Exercise passage below:

LIKE so many people in this weird new world we find ourselves in, I'm not worried for myself, I'm worried for someone else.

As the government fails to take a clear and firm line on what steps groups of people should be taking - from small businesses to theatres to individuals - following the relentlessly grim news cycle, as we must, becomes increasingly stressful as there is suggestion then conflicting suggestion of what we need to do.

Self-isolate, but what does that mean? Can we go out for walks while in self isolation? The official government and NHS guidance, according to their websites is no, we can't. Will everyone stick to that? Probably not.

We shouldn't got to restaurants, or the cinema or theatre; we should carry out social distancing. But what does non-essential travel actually mean in practice? Why isn't the government instructing businesses to close rather than leaving it all up to personal choice?

It turns out quite a few of my favourite people are aged 70 and over - I just hadn't ever thought of them as elderly. Some of these 70-somethings are the most active people I know. They volunteer, they're on boards, they parkrun, they golf, they care for grandchildren, they would make you exhausted just thinking about their daily schedules.

So it can't be easy, when you feel young at heart, to acknowledge the potential frailty of a body that has aged while your outlook and temperament has not.

What to do with my active mum, who is of a certain age but thinks she's 29? Her deafness means we can't pick up the phone for a chat and lip reading isn't easy if I'm in the garden and she's peeking out the front door.

To social media we turn. I've set up, and gird yourself internet, a Facebook page for Ma Stewart, connecting her to relatives in Australia and New Zealand as well as relatives on the other side of town.

I wrote her out a set of instructions for her first foray into the world wide web's interactive elements, the chief of which was "Only post nice things."

As I took her through what each section was for, showing her photographs of beloved children in Sydney and Auckland and England, with her showing real delight, it reminded me of what Facebook's initial purpose, why we all signed up.

Not data harvesting or boastful experience curating or tedious, circular political bickering.

It was for keeping up with people you love, near and far.

We're going to need that in the coming weeks and months. There's already been a surge in amusing memes and delightful GIFS (Mum, I've explained GIFS. We'll come back to memes later) making humour amid a crisis.

A young boy in Wales started the trend of hand washing posters with each necessary step set to a line of a song. There's a marvellous catalogue now thanks to collective input from strangers on the web.

There's a glorious video doing the rounds of an Italian nonna giving advice as to how to cope with coronavirus. "Instead of hugs and kisses," she says, "We wink." Your nonna has been telling you all this time to wash your hands - listen to nonna. Locked in for two weeks? Wash your windows, she says. She'll be making sauces. 100ml of ragu? 400 Euro. Nonna is joking, it's her job to feed you up.

Boris Johnson has said, starkly, that loved ones will die. The G7 group released a statement yesterday with the words: "The Covid-19 pandemic is a human tragedy and a global health crisis."

When news websites are brimming with those anxiety inducing messages what we need is cat videos and lots of 'em.

Lockdown will hard mentally. Some of us will delight in a chance to stay indoors, read books, watch a hearty dose of Netflix and eat up the treats we've been saving. Others will be stir crazy, some will find it nigh-on untenable.

Many, many will be lonely. And the only reliable and consistent interactions they will have will be on social media.

Now is the time to make Twitter and Facebook friendly, supportive places to be.

I've already seen people offer to be at the end of the phone for anyone who needs to talk. I've seen people suggest WhatsApp groups for those who are stressed and need companionship.

A return to innocent days of connecting in good faith with good feeling is just what we need now.

End of Exercise passage.

About this exercise: In the piece on social media during the coronavirus outbreak, what was the chief instruction the writer gave Ma Stewart for using Facebook?

Entries supplied below:

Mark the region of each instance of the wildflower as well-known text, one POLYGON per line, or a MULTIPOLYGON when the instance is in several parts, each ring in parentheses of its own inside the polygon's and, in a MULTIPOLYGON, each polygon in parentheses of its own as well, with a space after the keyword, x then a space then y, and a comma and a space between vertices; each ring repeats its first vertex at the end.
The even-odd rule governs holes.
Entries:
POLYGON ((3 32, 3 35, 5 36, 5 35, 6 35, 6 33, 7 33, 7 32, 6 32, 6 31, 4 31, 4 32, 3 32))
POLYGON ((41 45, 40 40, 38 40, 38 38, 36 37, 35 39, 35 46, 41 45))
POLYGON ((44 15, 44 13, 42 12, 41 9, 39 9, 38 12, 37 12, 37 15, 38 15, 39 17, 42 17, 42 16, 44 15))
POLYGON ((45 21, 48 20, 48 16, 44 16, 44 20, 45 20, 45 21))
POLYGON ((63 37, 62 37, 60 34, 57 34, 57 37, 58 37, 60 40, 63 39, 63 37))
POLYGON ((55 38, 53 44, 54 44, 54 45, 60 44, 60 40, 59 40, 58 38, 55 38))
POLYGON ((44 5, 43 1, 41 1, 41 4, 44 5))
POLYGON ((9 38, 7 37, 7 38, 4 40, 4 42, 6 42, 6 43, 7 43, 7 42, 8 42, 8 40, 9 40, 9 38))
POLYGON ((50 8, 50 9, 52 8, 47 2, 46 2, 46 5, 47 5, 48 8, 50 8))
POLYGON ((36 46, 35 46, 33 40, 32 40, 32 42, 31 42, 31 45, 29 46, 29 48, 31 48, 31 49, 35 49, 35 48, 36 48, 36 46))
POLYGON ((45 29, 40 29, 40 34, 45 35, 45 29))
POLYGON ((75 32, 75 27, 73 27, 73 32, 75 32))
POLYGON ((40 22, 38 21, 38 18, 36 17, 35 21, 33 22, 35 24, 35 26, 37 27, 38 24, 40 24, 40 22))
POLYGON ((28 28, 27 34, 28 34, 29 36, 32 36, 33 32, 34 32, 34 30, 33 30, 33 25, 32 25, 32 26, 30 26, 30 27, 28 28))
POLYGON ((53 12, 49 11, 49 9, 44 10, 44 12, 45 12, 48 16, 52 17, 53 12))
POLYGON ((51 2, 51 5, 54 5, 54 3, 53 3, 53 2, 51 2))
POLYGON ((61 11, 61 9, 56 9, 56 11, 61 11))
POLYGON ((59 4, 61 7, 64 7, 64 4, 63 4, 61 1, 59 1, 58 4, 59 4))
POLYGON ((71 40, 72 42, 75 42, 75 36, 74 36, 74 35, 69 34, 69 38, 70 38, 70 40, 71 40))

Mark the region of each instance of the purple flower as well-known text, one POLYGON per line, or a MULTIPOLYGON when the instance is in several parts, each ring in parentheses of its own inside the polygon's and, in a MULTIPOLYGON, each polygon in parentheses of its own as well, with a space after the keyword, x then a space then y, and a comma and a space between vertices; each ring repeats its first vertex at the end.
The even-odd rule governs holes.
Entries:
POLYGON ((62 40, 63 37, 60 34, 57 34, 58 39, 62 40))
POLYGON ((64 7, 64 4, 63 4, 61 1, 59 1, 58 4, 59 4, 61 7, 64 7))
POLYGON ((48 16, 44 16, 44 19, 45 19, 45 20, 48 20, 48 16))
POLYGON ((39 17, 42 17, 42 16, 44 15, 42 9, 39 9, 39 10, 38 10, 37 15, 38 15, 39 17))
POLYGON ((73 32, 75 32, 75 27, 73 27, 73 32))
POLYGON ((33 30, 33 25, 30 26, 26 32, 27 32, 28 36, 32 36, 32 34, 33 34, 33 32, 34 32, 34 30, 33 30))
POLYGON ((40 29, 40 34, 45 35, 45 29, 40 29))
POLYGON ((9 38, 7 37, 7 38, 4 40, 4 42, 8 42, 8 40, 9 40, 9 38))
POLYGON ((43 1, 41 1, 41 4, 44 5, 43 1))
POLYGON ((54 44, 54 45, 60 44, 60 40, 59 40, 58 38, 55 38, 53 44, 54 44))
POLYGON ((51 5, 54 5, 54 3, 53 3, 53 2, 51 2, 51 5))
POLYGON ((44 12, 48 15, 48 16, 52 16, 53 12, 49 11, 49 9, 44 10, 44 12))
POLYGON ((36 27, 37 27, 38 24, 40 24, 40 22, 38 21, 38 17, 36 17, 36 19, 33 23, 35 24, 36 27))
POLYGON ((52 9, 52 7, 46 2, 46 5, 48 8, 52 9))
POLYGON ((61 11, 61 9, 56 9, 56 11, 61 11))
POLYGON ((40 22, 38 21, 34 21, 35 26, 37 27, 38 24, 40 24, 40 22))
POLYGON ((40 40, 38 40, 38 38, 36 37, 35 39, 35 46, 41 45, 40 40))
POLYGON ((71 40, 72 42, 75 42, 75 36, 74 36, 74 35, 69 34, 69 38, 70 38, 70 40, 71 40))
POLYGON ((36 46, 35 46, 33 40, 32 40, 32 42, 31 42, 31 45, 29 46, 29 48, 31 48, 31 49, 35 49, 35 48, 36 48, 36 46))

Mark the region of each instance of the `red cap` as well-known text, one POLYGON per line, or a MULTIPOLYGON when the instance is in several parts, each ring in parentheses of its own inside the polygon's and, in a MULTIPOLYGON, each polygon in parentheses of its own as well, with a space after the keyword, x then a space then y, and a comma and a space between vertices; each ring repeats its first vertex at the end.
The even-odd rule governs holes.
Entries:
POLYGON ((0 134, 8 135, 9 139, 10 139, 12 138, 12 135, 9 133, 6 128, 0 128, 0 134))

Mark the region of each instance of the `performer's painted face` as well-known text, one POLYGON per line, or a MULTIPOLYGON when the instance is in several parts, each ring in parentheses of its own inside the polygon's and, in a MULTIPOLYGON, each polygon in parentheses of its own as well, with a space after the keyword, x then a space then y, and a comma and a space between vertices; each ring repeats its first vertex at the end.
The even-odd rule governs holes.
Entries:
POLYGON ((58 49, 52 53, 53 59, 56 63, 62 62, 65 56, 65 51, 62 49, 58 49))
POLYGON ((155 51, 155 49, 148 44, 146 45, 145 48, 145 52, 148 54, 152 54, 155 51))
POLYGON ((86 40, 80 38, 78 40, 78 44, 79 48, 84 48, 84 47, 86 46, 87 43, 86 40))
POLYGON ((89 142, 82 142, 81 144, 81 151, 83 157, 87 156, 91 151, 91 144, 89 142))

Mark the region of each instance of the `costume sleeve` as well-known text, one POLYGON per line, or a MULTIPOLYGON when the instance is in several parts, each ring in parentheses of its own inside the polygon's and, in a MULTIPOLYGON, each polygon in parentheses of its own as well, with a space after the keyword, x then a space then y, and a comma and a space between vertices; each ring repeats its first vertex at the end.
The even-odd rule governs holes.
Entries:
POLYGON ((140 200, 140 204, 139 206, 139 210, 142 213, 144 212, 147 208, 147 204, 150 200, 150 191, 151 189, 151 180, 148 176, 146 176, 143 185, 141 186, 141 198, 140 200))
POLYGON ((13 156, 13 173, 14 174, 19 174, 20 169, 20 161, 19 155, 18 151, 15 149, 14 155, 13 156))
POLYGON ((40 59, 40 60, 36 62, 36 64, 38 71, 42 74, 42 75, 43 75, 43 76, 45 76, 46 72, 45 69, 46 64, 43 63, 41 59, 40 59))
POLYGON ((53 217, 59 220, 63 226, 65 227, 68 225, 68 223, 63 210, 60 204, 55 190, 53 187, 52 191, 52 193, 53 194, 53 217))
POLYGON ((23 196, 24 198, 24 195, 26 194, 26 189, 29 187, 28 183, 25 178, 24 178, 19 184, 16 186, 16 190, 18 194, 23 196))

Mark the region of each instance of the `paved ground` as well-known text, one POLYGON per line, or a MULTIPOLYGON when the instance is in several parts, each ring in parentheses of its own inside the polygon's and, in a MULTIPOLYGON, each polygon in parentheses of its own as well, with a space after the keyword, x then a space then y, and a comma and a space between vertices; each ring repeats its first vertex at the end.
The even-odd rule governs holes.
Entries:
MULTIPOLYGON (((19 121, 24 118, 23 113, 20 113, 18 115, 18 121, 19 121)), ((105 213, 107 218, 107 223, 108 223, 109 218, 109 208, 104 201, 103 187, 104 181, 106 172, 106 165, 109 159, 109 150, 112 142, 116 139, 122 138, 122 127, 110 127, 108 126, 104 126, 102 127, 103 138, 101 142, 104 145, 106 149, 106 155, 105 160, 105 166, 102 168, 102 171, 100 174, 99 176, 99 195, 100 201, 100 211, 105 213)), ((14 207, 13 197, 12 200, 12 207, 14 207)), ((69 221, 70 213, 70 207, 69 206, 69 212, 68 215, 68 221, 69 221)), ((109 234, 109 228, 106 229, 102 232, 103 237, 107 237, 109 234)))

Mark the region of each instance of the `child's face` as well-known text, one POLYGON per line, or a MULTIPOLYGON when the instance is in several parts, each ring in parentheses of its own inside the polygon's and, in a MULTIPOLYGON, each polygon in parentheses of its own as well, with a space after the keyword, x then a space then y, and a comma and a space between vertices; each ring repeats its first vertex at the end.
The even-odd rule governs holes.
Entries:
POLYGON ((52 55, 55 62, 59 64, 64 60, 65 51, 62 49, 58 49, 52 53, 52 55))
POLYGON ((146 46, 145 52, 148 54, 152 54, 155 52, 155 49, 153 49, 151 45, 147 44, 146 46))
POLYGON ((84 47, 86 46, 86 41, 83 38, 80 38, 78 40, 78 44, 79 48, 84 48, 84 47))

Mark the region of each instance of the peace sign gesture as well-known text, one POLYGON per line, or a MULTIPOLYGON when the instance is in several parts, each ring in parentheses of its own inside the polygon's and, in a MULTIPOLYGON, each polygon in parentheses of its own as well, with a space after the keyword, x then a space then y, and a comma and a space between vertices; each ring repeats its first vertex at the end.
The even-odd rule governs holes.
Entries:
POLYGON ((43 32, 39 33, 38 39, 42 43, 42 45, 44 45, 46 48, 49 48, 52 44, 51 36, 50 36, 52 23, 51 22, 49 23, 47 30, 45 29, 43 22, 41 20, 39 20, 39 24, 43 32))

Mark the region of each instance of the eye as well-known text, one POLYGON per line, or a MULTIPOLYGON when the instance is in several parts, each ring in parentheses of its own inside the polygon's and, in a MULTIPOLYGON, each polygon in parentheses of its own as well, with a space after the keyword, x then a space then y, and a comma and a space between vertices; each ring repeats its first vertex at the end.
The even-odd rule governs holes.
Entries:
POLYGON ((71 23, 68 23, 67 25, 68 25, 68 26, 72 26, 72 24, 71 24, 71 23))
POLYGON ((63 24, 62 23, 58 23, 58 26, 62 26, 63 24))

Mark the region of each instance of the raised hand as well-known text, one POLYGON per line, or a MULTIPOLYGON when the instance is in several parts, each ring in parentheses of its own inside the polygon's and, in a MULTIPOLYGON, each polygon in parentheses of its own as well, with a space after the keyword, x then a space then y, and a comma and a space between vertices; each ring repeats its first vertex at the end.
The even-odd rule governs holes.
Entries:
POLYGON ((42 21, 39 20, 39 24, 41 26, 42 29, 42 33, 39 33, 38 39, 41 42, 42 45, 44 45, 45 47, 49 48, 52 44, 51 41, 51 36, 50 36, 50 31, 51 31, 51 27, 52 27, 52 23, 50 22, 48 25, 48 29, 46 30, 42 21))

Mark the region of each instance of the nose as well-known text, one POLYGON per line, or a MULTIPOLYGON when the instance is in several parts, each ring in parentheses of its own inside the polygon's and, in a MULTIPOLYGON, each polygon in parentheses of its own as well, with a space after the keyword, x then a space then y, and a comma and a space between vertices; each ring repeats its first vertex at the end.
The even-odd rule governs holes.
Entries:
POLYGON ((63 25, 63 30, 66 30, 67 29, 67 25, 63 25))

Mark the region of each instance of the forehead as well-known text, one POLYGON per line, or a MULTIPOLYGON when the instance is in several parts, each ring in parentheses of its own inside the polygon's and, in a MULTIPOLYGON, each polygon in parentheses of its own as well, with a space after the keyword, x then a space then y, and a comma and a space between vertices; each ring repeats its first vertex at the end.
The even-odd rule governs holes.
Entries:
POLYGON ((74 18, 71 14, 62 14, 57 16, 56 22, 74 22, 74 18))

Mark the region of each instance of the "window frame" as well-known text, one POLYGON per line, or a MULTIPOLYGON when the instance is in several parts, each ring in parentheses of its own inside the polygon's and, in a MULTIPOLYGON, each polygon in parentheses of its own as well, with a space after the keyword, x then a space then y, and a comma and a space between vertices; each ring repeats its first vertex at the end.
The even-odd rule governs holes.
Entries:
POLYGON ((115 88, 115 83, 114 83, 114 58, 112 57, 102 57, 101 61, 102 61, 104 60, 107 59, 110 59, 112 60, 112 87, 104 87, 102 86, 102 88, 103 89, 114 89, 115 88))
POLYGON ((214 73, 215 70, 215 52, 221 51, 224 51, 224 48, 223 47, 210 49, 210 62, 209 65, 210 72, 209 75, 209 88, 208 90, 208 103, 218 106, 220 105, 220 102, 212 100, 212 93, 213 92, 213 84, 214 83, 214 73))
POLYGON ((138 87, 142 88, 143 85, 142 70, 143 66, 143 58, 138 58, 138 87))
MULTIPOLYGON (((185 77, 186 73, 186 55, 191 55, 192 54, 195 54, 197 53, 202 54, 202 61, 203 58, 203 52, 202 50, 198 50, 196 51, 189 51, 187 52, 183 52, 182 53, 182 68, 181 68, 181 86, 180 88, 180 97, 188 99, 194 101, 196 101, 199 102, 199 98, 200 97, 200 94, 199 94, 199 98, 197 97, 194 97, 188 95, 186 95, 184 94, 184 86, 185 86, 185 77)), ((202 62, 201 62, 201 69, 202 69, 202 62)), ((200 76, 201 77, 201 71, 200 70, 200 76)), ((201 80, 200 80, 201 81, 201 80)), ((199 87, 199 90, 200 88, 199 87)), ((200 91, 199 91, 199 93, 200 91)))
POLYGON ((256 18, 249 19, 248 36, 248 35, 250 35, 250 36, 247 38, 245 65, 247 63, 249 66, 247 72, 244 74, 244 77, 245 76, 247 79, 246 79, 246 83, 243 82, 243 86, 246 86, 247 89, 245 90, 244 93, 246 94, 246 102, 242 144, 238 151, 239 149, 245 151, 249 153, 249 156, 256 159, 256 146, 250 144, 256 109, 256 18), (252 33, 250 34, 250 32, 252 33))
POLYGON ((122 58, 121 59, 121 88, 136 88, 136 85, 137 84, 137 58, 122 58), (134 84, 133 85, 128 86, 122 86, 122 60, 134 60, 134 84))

End of Entries supplied.

Written reply: "Only post nice things."